ZIEL DER AUFGABE 1 –
Wähle jede Zeile der Einträge aus, in der die Zeichenfolge „underwater“ vorkommt, und gib diese Zeilen wieder. Groß- und Kleinschreibung ist dabei zu beachten.

AUSGANGSDOKUMENT –
+ + + + +
Es geht um Macht, nicht um Sex
[ mittendrin ]:    Frau Prof. Müllner, Sie beschäftigen sich schon seit mehr als zwanzig Jahren mit dem Thema „Sexuelle Gewalt“. Was war der Anlass dafür?

Der Anlass war ein sehr persönlicher, ich erinnere mich noch sehr genau daran. Ich besuchte als Studentin ein alttestamentliches Seminar über ‚Frauen im Alten Testament‘ an einem Freitag. Am Wochenende darauf erzählte mir eine sehr gute Freundin, dass sie beim Trampen vergewaltigt worden war. Und fünf Tage später saß ich wieder in meinem Seminar und hörte zum ersten Mal in meinem Leben die Geschichte von Tamar und Amnon aus dem Alten Testament: Eine Davidstochter wird durch ihren Bruder vergewaltigt (2. Buch Samuel, Kap. 13).Ich war völlig überwältigt davon, dass das nicht einfach Erfahrungen sind, die Frauen nur in unserer Zeit machen. Ich war natürlich auch noch ganz bewegt von dem, was meiner Freundin passiert war. Ich fasste den Entschluss, mich diesem Thema auch wissenschaftlich zu widmen und das, was ich konnte − nämlich: alttestamentliche Texte zu analysieren − in den Dienst dieser Sache stellen. Ich wollte begreifen, was bedeutet sexuelle Gewalt, um dadurch dagegen arbeiten zu können.
+ + + + +
ZIEL DER AUFGABE 2 –
Gib aus dem Interview über sexuelle Gewalt den Abschnitt von „Es geht um Macht, nicht“ bis einschließlich „der Anlass dafür?“ wortgetreu aus.
+ + + + +
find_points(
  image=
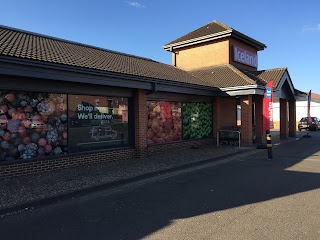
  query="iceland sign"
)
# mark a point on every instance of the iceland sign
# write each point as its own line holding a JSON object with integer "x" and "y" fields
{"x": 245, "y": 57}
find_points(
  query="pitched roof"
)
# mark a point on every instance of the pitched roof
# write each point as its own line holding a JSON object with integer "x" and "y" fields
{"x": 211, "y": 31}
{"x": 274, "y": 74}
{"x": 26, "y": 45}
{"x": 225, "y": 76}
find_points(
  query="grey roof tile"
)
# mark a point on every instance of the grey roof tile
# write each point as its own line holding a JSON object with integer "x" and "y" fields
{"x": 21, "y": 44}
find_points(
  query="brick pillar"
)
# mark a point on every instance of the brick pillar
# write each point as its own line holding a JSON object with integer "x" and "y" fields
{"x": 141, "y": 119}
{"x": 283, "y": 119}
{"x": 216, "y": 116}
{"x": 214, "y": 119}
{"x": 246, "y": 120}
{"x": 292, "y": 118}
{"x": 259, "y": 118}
+ + + + +
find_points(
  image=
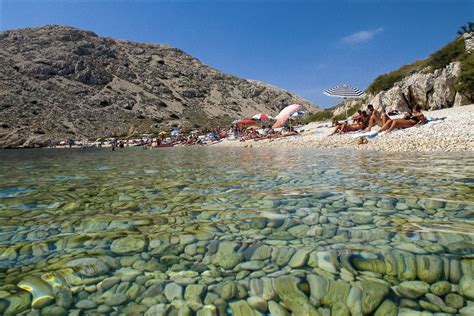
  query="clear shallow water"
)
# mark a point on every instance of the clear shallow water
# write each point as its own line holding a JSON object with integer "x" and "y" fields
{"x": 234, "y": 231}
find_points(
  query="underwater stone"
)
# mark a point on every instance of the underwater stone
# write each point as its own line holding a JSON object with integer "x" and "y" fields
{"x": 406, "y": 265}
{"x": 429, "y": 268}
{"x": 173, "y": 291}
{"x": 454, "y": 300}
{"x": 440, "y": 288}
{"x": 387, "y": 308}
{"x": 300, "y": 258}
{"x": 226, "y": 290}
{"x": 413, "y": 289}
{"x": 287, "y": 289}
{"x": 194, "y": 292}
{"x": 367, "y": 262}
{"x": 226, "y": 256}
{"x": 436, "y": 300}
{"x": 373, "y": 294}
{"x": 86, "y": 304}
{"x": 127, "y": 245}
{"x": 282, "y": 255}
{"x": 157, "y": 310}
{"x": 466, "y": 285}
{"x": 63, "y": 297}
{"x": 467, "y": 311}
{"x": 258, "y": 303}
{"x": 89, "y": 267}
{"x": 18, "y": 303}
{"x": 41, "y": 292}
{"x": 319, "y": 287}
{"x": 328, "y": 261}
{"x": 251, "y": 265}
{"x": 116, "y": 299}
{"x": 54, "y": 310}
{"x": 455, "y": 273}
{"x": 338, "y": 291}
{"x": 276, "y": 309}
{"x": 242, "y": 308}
+ + + + +
AUSGABE 1 –
  query="underwater stone"
# mark a point on every instance of the underwater stone

AUSGABE 2 –
Es geht um Macht, nicht um Sex
[ mittendrin ]:    Frau Prof. Müllner, Sie beschäftigen sich schon seit mehr als zwanzig Jahren mit dem Thema „Sexuelle Gewalt“. Was war der Anlass dafür?